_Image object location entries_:

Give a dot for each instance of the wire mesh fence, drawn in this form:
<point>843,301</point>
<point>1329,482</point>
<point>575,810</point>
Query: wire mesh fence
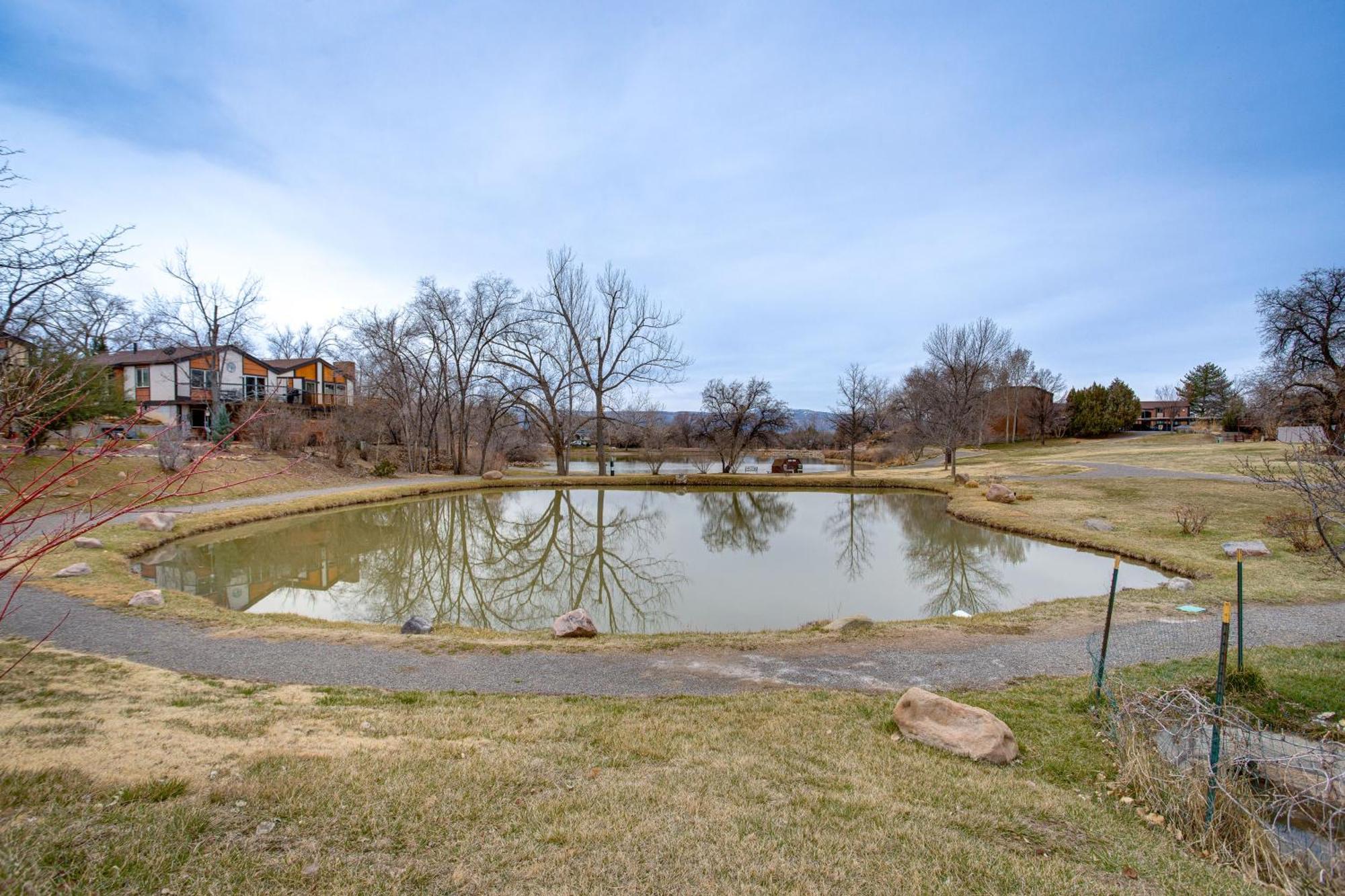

_TASK TO CARRY OUT_:
Copy the data word for word. Pictures do not go in the copy.

_RESULT OF THIS TASK_:
Give a dot for each instance of the wire mesh fence, drawn in this form:
<point>843,301</point>
<point>1329,482</point>
<point>575,810</point>
Query: wire mesh fence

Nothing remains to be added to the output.